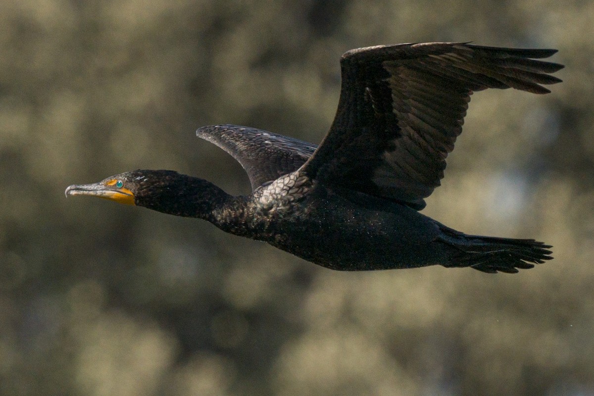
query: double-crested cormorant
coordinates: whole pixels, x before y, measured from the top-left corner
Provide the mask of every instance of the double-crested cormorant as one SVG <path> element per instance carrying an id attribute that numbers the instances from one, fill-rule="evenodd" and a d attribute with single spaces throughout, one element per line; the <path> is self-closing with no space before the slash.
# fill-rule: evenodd
<path id="1" fill-rule="evenodd" d="M 68 195 L 93 195 L 264 240 L 334 270 L 440 264 L 516 273 L 552 257 L 533 239 L 467 235 L 419 213 L 440 185 L 470 95 L 487 88 L 549 92 L 563 66 L 552 49 L 465 43 L 377 46 L 340 60 L 334 122 L 319 147 L 251 128 L 201 128 L 198 137 L 237 160 L 252 194 L 229 195 L 171 170 L 134 170 Z"/>

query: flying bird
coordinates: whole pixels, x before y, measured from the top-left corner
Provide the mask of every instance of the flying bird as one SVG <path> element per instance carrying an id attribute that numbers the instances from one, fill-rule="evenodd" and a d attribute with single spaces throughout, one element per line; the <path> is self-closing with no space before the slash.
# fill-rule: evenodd
<path id="1" fill-rule="evenodd" d="M 333 270 L 439 264 L 517 273 L 552 258 L 533 239 L 468 235 L 421 213 L 440 185 L 473 91 L 536 94 L 561 80 L 553 49 L 466 43 L 376 46 L 340 59 L 336 115 L 319 146 L 252 128 L 213 125 L 198 137 L 244 167 L 252 193 L 230 195 L 172 170 L 137 170 L 66 195 L 91 195 L 210 221 Z"/>

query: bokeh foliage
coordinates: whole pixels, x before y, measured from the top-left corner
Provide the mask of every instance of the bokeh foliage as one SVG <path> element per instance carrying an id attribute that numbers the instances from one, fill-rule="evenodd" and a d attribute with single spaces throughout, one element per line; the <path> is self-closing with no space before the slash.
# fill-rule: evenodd
<path id="1" fill-rule="evenodd" d="M 5 0 L 0 394 L 594 394 L 593 18 L 578 0 Z M 552 94 L 473 96 L 425 211 L 546 241 L 552 262 L 343 273 L 64 197 L 137 168 L 245 194 L 197 127 L 319 142 L 342 52 L 445 40 L 561 50 Z"/>

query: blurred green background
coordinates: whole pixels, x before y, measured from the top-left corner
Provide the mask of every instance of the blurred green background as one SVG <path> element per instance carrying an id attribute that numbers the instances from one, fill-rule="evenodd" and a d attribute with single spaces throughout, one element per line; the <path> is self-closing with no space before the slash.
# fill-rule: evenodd
<path id="1" fill-rule="evenodd" d="M 594 395 L 594 2 L 2 8 L 0 394 Z M 64 198 L 138 168 L 247 194 L 198 127 L 319 142 L 343 52 L 449 40 L 557 48 L 566 65 L 549 95 L 473 96 L 424 211 L 554 245 L 533 270 L 335 272 L 204 221 Z"/>

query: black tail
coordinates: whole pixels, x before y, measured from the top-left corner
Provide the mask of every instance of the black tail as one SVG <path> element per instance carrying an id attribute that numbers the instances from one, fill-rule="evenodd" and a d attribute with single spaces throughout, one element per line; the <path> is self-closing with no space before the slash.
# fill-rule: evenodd
<path id="1" fill-rule="evenodd" d="M 514 274 L 550 260 L 552 246 L 534 239 L 512 239 L 466 235 L 442 229 L 443 242 L 451 246 L 450 262 L 444 267 L 470 267 L 485 273 Z M 534 264 L 532 264 L 534 263 Z"/>

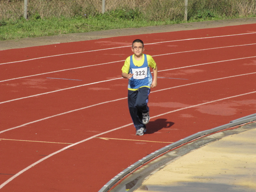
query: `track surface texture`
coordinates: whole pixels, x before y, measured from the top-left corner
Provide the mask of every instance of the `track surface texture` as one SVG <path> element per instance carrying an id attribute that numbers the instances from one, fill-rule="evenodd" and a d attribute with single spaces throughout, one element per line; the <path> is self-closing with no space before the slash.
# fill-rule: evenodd
<path id="1" fill-rule="evenodd" d="M 141 136 L 121 76 L 137 38 L 159 70 Z M 252 24 L 0 51 L 0 192 L 96 192 L 168 144 L 255 113 L 255 50 Z"/>

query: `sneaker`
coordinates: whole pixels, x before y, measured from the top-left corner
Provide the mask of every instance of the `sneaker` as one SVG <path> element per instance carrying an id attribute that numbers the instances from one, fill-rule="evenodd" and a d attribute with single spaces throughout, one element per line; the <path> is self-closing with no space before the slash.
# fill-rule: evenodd
<path id="1" fill-rule="evenodd" d="M 144 125 L 147 124 L 149 121 L 149 112 L 146 113 L 142 113 L 142 122 Z"/>
<path id="2" fill-rule="evenodd" d="M 141 127 L 140 129 L 137 130 L 137 131 L 136 132 L 136 135 L 143 135 L 144 134 L 144 133 L 146 132 L 146 131 L 147 129 L 145 128 L 142 128 Z"/>

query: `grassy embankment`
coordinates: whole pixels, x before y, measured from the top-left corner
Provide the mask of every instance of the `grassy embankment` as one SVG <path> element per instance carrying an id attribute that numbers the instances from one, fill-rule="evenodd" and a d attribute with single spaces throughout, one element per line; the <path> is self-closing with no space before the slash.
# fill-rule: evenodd
<path id="1" fill-rule="evenodd" d="M 70 10 L 67 12 L 69 14 L 53 15 L 49 7 L 44 9 L 41 5 L 39 7 L 43 9 L 34 8 L 34 12 L 29 12 L 27 20 L 22 14 L 18 18 L 12 17 L 14 15 L 12 11 L 1 5 L 4 2 L 1 1 L 0 7 L 4 9 L 2 12 L 4 14 L 0 14 L 0 40 L 184 22 L 184 1 L 180 1 L 151 0 L 148 1 L 148 6 L 135 8 L 127 5 L 119 7 L 104 14 L 92 6 L 83 8 L 80 6 L 74 9 L 70 6 Z M 16 13 L 22 5 L 20 0 L 17 2 L 20 4 L 17 4 Z M 188 3 L 186 21 L 188 22 L 256 16 L 255 0 L 188 0 Z M 13 6 L 12 10 L 15 7 Z M 7 18 L 8 12 L 11 14 Z"/>

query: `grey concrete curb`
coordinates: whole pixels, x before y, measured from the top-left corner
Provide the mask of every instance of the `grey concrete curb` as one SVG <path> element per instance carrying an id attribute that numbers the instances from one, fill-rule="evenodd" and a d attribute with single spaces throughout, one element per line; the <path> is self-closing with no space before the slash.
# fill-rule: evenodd
<path id="1" fill-rule="evenodd" d="M 255 120 L 256 120 L 256 113 L 231 121 L 229 123 L 225 124 L 223 125 L 203 132 L 198 132 L 184 139 L 181 139 L 178 141 L 166 146 L 164 147 L 151 153 L 149 155 L 139 160 L 135 163 L 131 165 L 124 170 L 123 171 L 121 172 L 111 179 L 100 189 L 99 192 L 107 192 L 117 182 L 138 167 L 160 155 L 175 147 L 204 135 L 212 133 L 238 125 L 246 123 L 252 122 Z"/>

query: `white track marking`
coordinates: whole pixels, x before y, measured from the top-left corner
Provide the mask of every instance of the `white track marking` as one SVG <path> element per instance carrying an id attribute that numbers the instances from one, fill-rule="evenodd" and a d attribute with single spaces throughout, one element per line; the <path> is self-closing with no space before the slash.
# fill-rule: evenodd
<path id="1" fill-rule="evenodd" d="M 232 45 L 232 46 L 226 46 L 226 47 L 214 47 L 214 48 L 208 48 L 208 49 L 198 49 L 198 50 L 191 50 L 191 51 L 188 51 L 181 52 L 174 52 L 174 53 L 166 53 L 166 54 L 161 54 L 161 55 L 152 55 L 152 57 L 156 57 L 157 56 L 163 56 L 163 55 L 171 55 L 171 54 L 177 54 L 177 53 L 186 53 L 186 52 L 195 52 L 195 51 L 205 51 L 205 50 L 211 50 L 211 49 L 221 49 L 221 48 L 229 48 L 229 47 L 238 47 L 238 46 L 246 46 L 246 45 L 254 45 L 254 44 L 256 44 L 256 43 L 252 44 L 243 44 L 243 45 Z M 4 81 L 10 81 L 11 80 L 15 80 L 15 79 L 21 79 L 22 78 L 26 78 L 26 77 L 32 77 L 32 76 L 39 76 L 39 75 L 45 75 L 46 74 L 50 74 L 50 73 L 57 73 L 57 72 L 61 72 L 61 71 L 67 71 L 67 70 L 72 70 L 75 69 L 79 69 L 79 68 L 86 68 L 86 67 L 94 67 L 94 66 L 99 66 L 99 65 L 105 65 L 106 64 L 109 64 L 110 63 L 117 63 L 117 62 L 122 62 L 122 61 L 123 62 L 123 61 L 125 61 L 125 60 L 119 60 L 119 61 L 112 61 L 112 62 L 108 62 L 108 63 L 100 63 L 100 64 L 96 64 L 96 65 L 88 65 L 88 66 L 83 66 L 83 67 L 76 67 L 76 68 L 70 68 L 70 69 L 62 69 L 62 70 L 59 70 L 58 71 L 52 71 L 52 72 L 46 72 L 46 73 L 40 73 L 40 74 L 36 74 L 36 75 L 31 75 L 26 76 L 23 76 L 23 77 L 17 77 L 17 78 L 13 78 L 12 79 L 6 79 L 5 80 L 2 80 L 2 81 L 0 81 L 0 82 L 3 82 Z"/>
<path id="2" fill-rule="evenodd" d="M 49 117 L 45 117 L 44 118 L 43 118 L 43 119 L 38 119 L 38 120 L 36 120 L 36 121 L 32 121 L 31 122 L 29 122 L 29 123 L 25 123 L 21 125 L 19 125 L 19 126 L 17 126 L 17 127 L 12 127 L 12 128 L 10 128 L 10 129 L 6 129 L 6 130 L 4 130 L 4 131 L 0 131 L 0 134 L 3 133 L 4 132 L 5 132 L 6 131 L 10 131 L 10 130 L 12 130 L 12 129 L 16 129 L 16 128 L 19 128 L 19 127 L 23 127 L 23 126 L 25 126 L 25 125 L 28 125 L 29 124 L 30 124 L 32 123 L 36 123 L 37 122 L 38 122 L 39 121 L 43 121 L 43 120 L 45 120 L 45 119 L 49 119 L 50 118 L 52 118 L 52 117 L 56 117 L 57 116 L 59 116 L 60 115 L 65 115 L 65 114 L 67 114 L 68 113 L 71 113 L 72 112 L 74 112 L 75 111 L 78 111 L 79 110 L 81 110 L 82 109 L 86 109 L 86 108 L 89 108 L 90 107 L 94 107 L 95 106 L 97 106 L 97 105 L 102 105 L 102 104 L 104 104 L 105 103 L 110 103 L 110 102 L 113 102 L 114 101 L 118 101 L 119 100 L 122 100 L 123 99 L 126 99 L 127 97 L 125 97 L 124 98 L 121 98 L 121 99 L 116 99 L 111 101 L 106 101 L 105 102 L 102 102 L 102 103 L 97 103 L 97 104 L 95 104 L 94 105 L 90 105 L 90 106 L 87 106 L 87 107 L 83 107 L 81 108 L 80 108 L 79 109 L 74 109 L 74 110 L 72 110 L 71 111 L 67 111 L 67 112 L 64 112 L 64 113 L 60 113 L 60 114 L 58 114 L 57 115 L 53 115 L 52 116 L 50 116 Z"/>
<path id="3" fill-rule="evenodd" d="M 15 79 L 21 79 L 22 78 L 25 78 L 26 77 L 33 77 L 35 76 L 37 76 L 38 75 L 45 75 L 46 74 L 49 74 L 49 73 L 57 73 L 57 72 L 60 72 L 61 71 L 68 71 L 68 70 L 71 70 L 73 69 L 79 69 L 82 68 L 84 68 L 85 67 L 95 67 L 95 66 L 98 66 L 99 65 L 105 65 L 106 64 L 109 64 L 110 63 L 117 63 L 118 62 L 120 62 L 121 61 L 124 61 L 125 60 L 121 60 L 120 61 L 112 61 L 112 62 L 108 62 L 108 63 L 100 63 L 100 64 L 97 64 L 96 65 L 88 65 L 87 66 L 83 66 L 83 67 L 76 67 L 73 68 L 71 68 L 70 69 L 62 69 L 62 70 L 59 70 L 58 71 L 52 71 L 51 72 L 47 72 L 46 73 L 40 73 L 40 74 L 36 74 L 36 75 L 29 75 L 28 76 L 24 76 L 23 77 L 17 77 L 17 78 L 13 78 L 13 79 L 6 79 L 6 80 L 3 80 L 2 81 L 0 81 L 0 82 L 3 82 L 4 81 L 10 81 L 11 80 L 14 80 Z"/>
<path id="4" fill-rule="evenodd" d="M 244 76 L 244 75 L 252 75 L 252 74 L 256 74 L 256 72 L 254 72 L 254 73 L 246 73 L 246 74 L 242 74 L 242 75 L 236 75 L 236 76 L 228 76 L 228 77 L 222 77 L 222 78 L 218 78 L 218 79 L 211 79 L 211 80 L 206 80 L 206 81 L 200 81 L 199 82 L 196 82 L 196 83 L 190 83 L 190 84 L 185 84 L 185 85 L 179 85 L 179 86 L 176 86 L 175 87 L 169 87 L 169 88 L 166 88 L 166 89 L 161 89 L 161 90 L 158 90 L 157 91 L 154 91 L 151 92 L 150 92 L 151 93 L 154 93 L 154 92 L 159 92 L 159 91 L 165 91 L 165 90 L 168 90 L 168 89 L 174 89 L 175 88 L 177 88 L 178 87 L 184 87 L 184 86 L 188 86 L 188 85 L 193 85 L 193 84 L 199 84 L 199 83 L 204 83 L 204 82 L 209 82 L 209 81 L 216 81 L 216 80 L 221 80 L 221 79 L 227 79 L 227 78 L 232 78 L 232 77 L 238 77 L 238 76 Z M 43 118 L 43 119 L 38 119 L 38 120 L 36 120 L 36 121 L 34 121 L 29 122 L 29 123 L 28 123 L 24 124 L 21 125 L 19 125 L 19 126 L 17 126 L 16 127 L 12 127 L 12 128 L 10 128 L 8 129 L 6 129 L 5 130 L 4 130 L 2 131 L 0 131 L 0 134 L 2 133 L 3 133 L 4 132 L 5 132 L 6 131 L 10 131 L 10 130 L 12 130 L 12 129 L 16 129 L 17 128 L 19 128 L 19 127 L 23 127 L 23 126 L 25 126 L 25 125 L 28 125 L 28 124 L 32 124 L 32 123 L 36 123 L 37 122 L 38 122 L 39 121 L 43 121 L 43 120 L 45 120 L 45 119 L 49 119 L 49 118 L 51 118 L 52 117 L 56 117 L 56 116 L 59 116 L 60 115 L 65 115 L 65 114 L 67 114 L 68 113 L 71 113 L 72 112 L 74 112 L 75 111 L 78 111 L 79 110 L 81 110 L 84 109 L 85 109 L 85 108 L 90 108 L 90 107 L 94 107 L 95 106 L 97 106 L 97 105 L 101 105 L 101 104 L 105 104 L 105 103 L 110 103 L 110 102 L 113 102 L 113 101 L 119 101 L 119 100 L 120 100 L 125 99 L 127 99 L 127 97 L 124 97 L 123 98 L 120 98 L 120 99 L 116 99 L 116 100 L 110 100 L 110 101 L 105 101 L 105 102 L 103 102 L 102 103 L 98 103 L 97 104 L 95 104 L 94 105 L 90 105 L 90 106 L 88 106 L 86 107 L 83 107 L 83 108 L 79 108 L 79 109 L 74 109 L 74 110 L 72 110 L 71 111 L 67 111 L 66 112 L 65 112 L 64 113 L 60 113 L 60 114 L 55 115 L 53 115 L 53 116 L 49 116 L 49 117 L 45 117 L 44 118 Z M 150 118 L 151 118 L 151 117 Z"/>
<path id="5" fill-rule="evenodd" d="M 253 33 L 242 33 L 241 34 L 235 34 L 234 35 L 223 35 L 223 36 L 214 36 L 213 37 L 200 37 L 198 38 L 192 38 L 191 39 L 180 39 L 179 40 L 173 40 L 172 41 L 160 41 L 159 42 L 157 42 L 156 43 L 148 43 L 148 44 L 144 44 L 145 45 L 151 45 L 151 44 L 158 44 L 159 43 L 170 43 L 171 42 L 175 42 L 176 41 L 187 41 L 188 40 L 194 40 L 196 39 L 208 39 L 208 38 L 215 38 L 216 37 L 228 37 L 228 36 L 236 36 L 237 35 L 249 35 L 251 34 L 254 34 L 256 33 L 256 32 L 253 32 Z M 123 48 L 124 47 L 130 47 L 130 45 L 128 46 L 122 46 L 121 47 L 112 47 L 111 48 L 107 48 L 106 49 L 97 49 L 96 50 L 92 50 L 92 51 L 83 51 L 81 52 L 76 52 L 74 53 L 65 53 L 64 54 L 60 54 L 59 55 L 51 55 L 50 56 L 46 56 L 45 57 L 38 57 L 38 58 L 35 58 L 34 59 L 28 59 L 25 60 L 21 60 L 20 61 L 12 61 L 11 62 L 8 62 L 7 63 L 0 63 L 0 65 L 3 65 L 4 64 L 8 64 L 10 63 L 17 63 L 19 62 L 21 62 L 23 61 L 30 61 L 34 60 L 36 59 L 44 59 L 44 58 L 48 58 L 49 57 L 56 57 L 58 56 L 62 56 L 62 55 L 71 55 L 73 54 L 76 54 L 78 53 L 86 53 L 88 52 L 95 52 L 95 51 L 104 51 L 105 50 L 108 50 L 109 49 L 117 49 L 119 48 Z"/>
<path id="6" fill-rule="evenodd" d="M 205 105 L 205 104 L 208 104 L 208 103 L 213 103 L 213 102 L 217 102 L 217 101 L 223 100 L 225 100 L 228 99 L 231 99 L 231 98 L 235 98 L 235 97 L 239 97 L 239 96 L 244 96 L 244 95 L 248 95 L 248 94 L 252 94 L 252 93 L 255 93 L 255 92 L 256 92 L 256 91 L 254 91 L 254 92 L 248 92 L 248 93 L 244 93 L 243 94 L 241 94 L 240 95 L 235 95 L 235 96 L 232 96 L 232 97 L 226 97 L 226 98 L 223 98 L 221 99 L 218 99 L 218 100 L 217 100 L 212 101 L 209 101 L 208 102 L 206 102 L 205 103 L 201 103 L 200 104 L 198 104 L 198 105 L 193 105 L 193 106 L 190 106 L 190 107 L 185 107 L 185 108 L 184 108 L 179 109 L 177 109 L 176 110 L 174 110 L 173 111 L 169 111 L 169 112 L 167 112 L 167 113 L 163 113 L 162 114 L 160 114 L 156 116 L 152 117 L 151 118 L 156 118 L 156 117 L 159 117 L 159 116 L 163 116 L 163 115 L 166 115 L 167 114 L 169 114 L 169 113 L 173 113 L 174 112 L 175 112 L 176 111 L 180 111 L 181 110 L 184 110 L 184 109 L 188 109 L 188 108 L 193 108 L 193 107 L 197 107 L 197 106 L 200 106 L 200 105 Z M 129 126 L 130 125 L 133 125 L 133 123 L 130 123 L 130 124 L 127 124 L 127 125 L 124 125 L 123 126 L 122 126 L 121 127 L 118 127 L 118 128 L 116 128 L 115 129 L 112 129 L 111 130 L 110 130 L 109 131 L 106 131 L 106 132 L 103 132 L 101 133 L 97 134 L 97 135 L 94 135 L 93 136 L 92 136 L 92 137 L 89 137 L 89 138 L 87 138 L 87 139 L 84 139 L 84 140 L 82 140 L 81 141 L 79 141 L 78 142 L 76 143 L 74 143 L 74 144 L 72 144 L 72 145 L 70 145 L 67 146 L 66 147 L 65 147 L 65 148 L 62 148 L 62 149 L 60 149 L 60 150 L 59 150 L 58 151 L 56 151 L 56 152 L 54 152 L 54 153 L 52 153 L 52 154 L 50 154 L 50 155 L 46 156 L 46 157 L 44 157 L 44 158 L 43 158 L 42 159 L 40 159 L 40 160 L 39 160 L 39 161 L 37 161 L 35 163 L 33 163 L 33 164 L 31 164 L 30 165 L 27 167 L 25 169 L 23 169 L 23 170 L 21 171 L 20 171 L 18 173 L 16 173 L 16 174 L 15 174 L 15 175 L 13 175 L 13 176 L 11 178 L 10 178 L 10 179 L 9 179 L 8 180 L 7 180 L 7 181 L 6 181 L 5 182 L 4 182 L 3 183 L 2 183 L 2 184 L 1 184 L 1 185 L 0 185 L 0 189 L 1 189 L 1 188 L 2 188 L 6 184 L 7 184 L 8 183 L 9 183 L 9 182 L 10 182 L 12 180 L 13 180 L 13 179 L 14 179 L 15 178 L 16 178 L 16 177 L 18 177 L 18 176 L 19 176 L 19 175 L 20 175 L 23 172 L 25 172 L 26 171 L 27 171 L 27 170 L 28 170 L 28 169 L 30 169 L 31 167 L 32 167 L 34 166 L 35 166 L 35 165 L 37 165 L 37 164 L 38 164 L 39 163 L 41 163 L 41 162 L 42 162 L 43 161 L 48 159 L 48 158 L 51 157 L 52 156 L 53 156 L 54 155 L 56 155 L 56 154 L 59 153 L 60 153 L 60 152 L 63 151 L 64 150 L 65 150 L 65 149 L 67 149 L 68 148 L 70 148 L 71 147 L 73 147 L 73 146 L 75 146 L 75 145 L 78 145 L 78 144 L 80 144 L 80 143 L 82 143 L 84 142 L 85 141 L 88 141 L 88 140 L 91 140 L 91 139 L 92 139 L 95 138 L 95 137 L 98 137 L 99 136 L 100 136 L 100 135 L 103 135 L 104 134 L 106 134 L 106 133 L 109 133 L 110 132 L 112 132 L 113 131 L 116 131 L 116 130 L 118 130 L 118 129 L 122 129 L 122 128 L 123 128 L 124 127 L 127 127 L 128 126 Z"/>
<path id="7" fill-rule="evenodd" d="M 103 82 L 107 82 L 108 81 L 113 81 L 113 80 L 116 80 L 116 79 L 121 79 L 123 78 L 123 77 L 120 77 L 119 78 L 116 78 L 115 79 L 109 79 L 108 80 L 105 80 L 105 81 L 98 81 L 98 82 L 95 82 L 94 83 L 88 83 L 88 84 L 84 84 L 83 85 L 77 85 L 77 86 L 75 86 L 74 87 L 68 87 L 68 88 L 65 88 L 65 89 L 59 89 L 58 90 L 56 90 L 55 91 L 50 91 L 48 92 L 46 92 L 45 93 L 40 93 L 39 94 L 37 94 L 36 95 L 30 95 L 30 96 L 28 96 L 28 97 L 21 97 L 20 98 L 19 98 L 18 99 L 13 99 L 12 100 L 9 100 L 8 101 L 3 101 L 2 102 L 0 102 L 0 104 L 2 104 L 2 103 L 7 103 L 8 102 L 10 102 L 11 101 L 16 101 L 17 100 L 20 100 L 21 99 L 26 99 L 27 98 L 29 98 L 30 97 L 35 97 L 36 96 L 39 96 L 39 95 L 44 95 L 45 94 L 48 94 L 48 93 L 54 93 L 55 92 L 58 92 L 58 91 L 63 91 L 64 90 L 68 90 L 68 89 L 73 89 L 73 88 L 76 88 L 77 87 L 82 87 L 83 86 L 85 86 L 86 85 L 92 85 L 93 84 L 96 84 L 97 83 L 102 83 Z"/>
<path id="8" fill-rule="evenodd" d="M 165 69 L 165 70 L 160 70 L 158 71 L 158 72 L 162 72 L 162 71 L 168 71 L 168 70 L 174 70 L 174 69 L 180 69 L 180 68 L 188 68 L 188 67 L 194 67 L 194 66 L 199 66 L 199 65 L 206 65 L 206 64 L 211 64 L 211 63 L 220 63 L 220 62 L 224 62 L 228 61 L 233 61 L 233 60 L 240 60 L 240 59 L 249 59 L 249 58 L 254 58 L 254 57 L 256 57 L 256 56 L 254 56 L 253 57 L 244 57 L 244 58 L 238 58 L 238 59 L 231 59 L 231 60 L 223 60 L 223 61 L 215 61 L 215 62 L 209 62 L 209 63 L 202 63 L 202 64 L 197 64 L 197 65 L 190 65 L 190 66 L 185 66 L 185 67 L 180 67 L 180 68 L 173 68 L 169 69 Z M 30 96 L 28 96 L 27 97 L 21 97 L 20 98 L 18 98 L 18 99 L 15 99 L 12 100 L 7 100 L 7 101 L 2 101 L 2 102 L 0 102 L 0 104 L 2 104 L 2 103 L 7 103 L 8 102 L 11 102 L 11 101 L 16 101 L 16 100 L 21 100 L 21 99 L 26 99 L 26 98 L 29 98 L 30 97 L 35 97 L 36 96 L 39 96 L 39 95 L 44 95 L 44 94 L 48 94 L 48 93 L 54 93 L 54 92 L 59 92 L 59 91 L 64 91 L 64 90 L 67 90 L 68 89 L 73 89 L 73 88 L 77 88 L 77 87 L 82 87 L 82 86 L 86 86 L 86 85 L 91 85 L 91 84 L 98 84 L 98 83 L 103 83 L 103 82 L 107 82 L 107 81 L 113 81 L 113 80 L 117 80 L 117 79 L 123 79 L 123 77 L 120 77 L 120 78 L 115 78 L 115 79 L 109 79 L 108 80 L 105 80 L 105 81 L 98 81 L 98 82 L 94 82 L 94 83 L 91 83 L 86 84 L 83 84 L 83 85 L 77 85 L 77 86 L 75 86 L 74 87 L 69 87 L 68 88 L 65 88 L 65 89 L 59 89 L 58 90 L 56 90 L 53 91 L 51 91 L 51 92 L 44 92 L 44 93 L 40 93 L 40 94 L 37 94 L 36 95 L 30 95 Z"/>
<path id="9" fill-rule="evenodd" d="M 164 91 L 165 90 L 168 90 L 168 89 L 173 89 L 174 88 L 177 88 L 178 87 L 184 87 L 184 86 L 187 86 L 188 85 L 194 85 L 198 83 L 205 83 L 205 82 L 208 82 L 209 81 L 216 81 L 216 80 L 220 80 L 220 79 L 227 79 L 228 78 L 231 78 L 232 77 L 238 77 L 239 76 L 243 76 L 244 75 L 252 75 L 252 74 L 256 74 L 256 72 L 253 72 L 253 73 L 246 73 L 245 74 L 242 74 L 242 75 L 234 75 L 232 76 L 229 76 L 228 77 L 221 77 L 221 78 L 218 78 L 218 79 L 211 79 L 210 80 L 206 80 L 205 81 L 200 81 L 199 82 L 196 82 L 196 83 L 190 83 L 189 84 L 186 84 L 185 85 L 179 85 L 178 86 L 176 86 L 175 87 L 170 87 L 169 88 L 166 88 L 165 89 L 163 89 L 160 90 L 157 90 L 157 91 L 153 91 L 150 92 L 150 93 L 154 93 L 156 92 L 158 92 L 159 91 Z"/>
<path id="10" fill-rule="evenodd" d="M 154 116 L 153 116 L 152 117 L 150 117 L 150 118 L 155 118 L 155 117 L 159 117 L 160 116 L 162 116 L 163 115 L 166 115 L 167 114 L 169 114 L 169 113 L 173 113 L 173 112 L 176 112 L 176 111 L 180 111 L 181 110 L 183 110 L 183 109 L 188 109 L 189 108 L 192 108 L 192 107 L 197 107 L 198 106 L 200 106 L 200 105 L 205 105 L 206 104 L 208 104 L 209 103 L 213 103 L 214 102 L 217 102 L 217 101 L 222 101 L 223 100 L 226 100 L 226 99 L 231 99 L 232 98 L 234 98 L 235 97 L 239 97 L 240 96 L 243 96 L 244 95 L 248 95 L 248 94 L 251 94 L 251 93 L 256 93 L 256 91 L 253 91 L 251 92 L 250 92 L 249 93 L 244 93 L 243 94 L 241 94 L 240 95 L 235 95 L 235 96 L 232 96 L 231 97 L 226 97 L 226 98 L 224 98 L 223 99 L 218 99 L 217 100 L 214 100 L 213 101 L 209 101 L 208 102 L 206 102 L 205 103 L 201 103 L 200 104 L 198 104 L 198 105 L 193 105 L 192 106 L 190 106 L 189 107 L 187 107 L 184 108 L 182 108 L 181 109 L 176 109 L 176 110 L 174 110 L 174 111 L 169 111 L 169 112 L 167 112 L 166 113 L 163 113 L 162 114 L 160 114 L 160 115 L 156 115 Z"/>

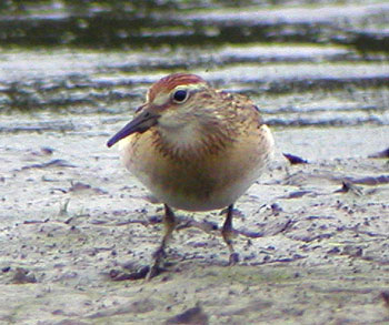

* * *

» **WHAT THE EXERCISE ASKS**: Scale the records from the line with "query: flying bird" to the line with "333 270 L 439", both included, and write only those lines out again in full, with every coordinate in the path outlines multiplied by 0.8 and rounded to a whole number, halves rounding up.

» **OUTPUT OF THE EXERCISE**:
query: flying bird
coordinates: whole pixels, x before y, measured from the top-left corner
Provide the mask of every instance of the flying bird as one SVG <path> element per instance carrying an id attribute that numbers the instances from one, fill-rule="evenodd" and a d attribute with single spaces throughout, one element per line; the <path> is self-closing with no space before the slash.
# fill-rule: evenodd
<path id="1" fill-rule="evenodd" d="M 266 216 L 351 211 L 414 218 L 442 206 L 426 191 L 374 188 L 337 170 L 352 148 L 378 73 L 429 75 L 449 64 L 442 39 L 373 34 L 301 37 L 272 47 L 269 92 L 255 117 L 202 102 L 170 100 L 158 110 L 195 134 L 202 154 L 184 156 L 138 136 L 110 136 L 53 156 L 73 156 L 168 177 Z"/>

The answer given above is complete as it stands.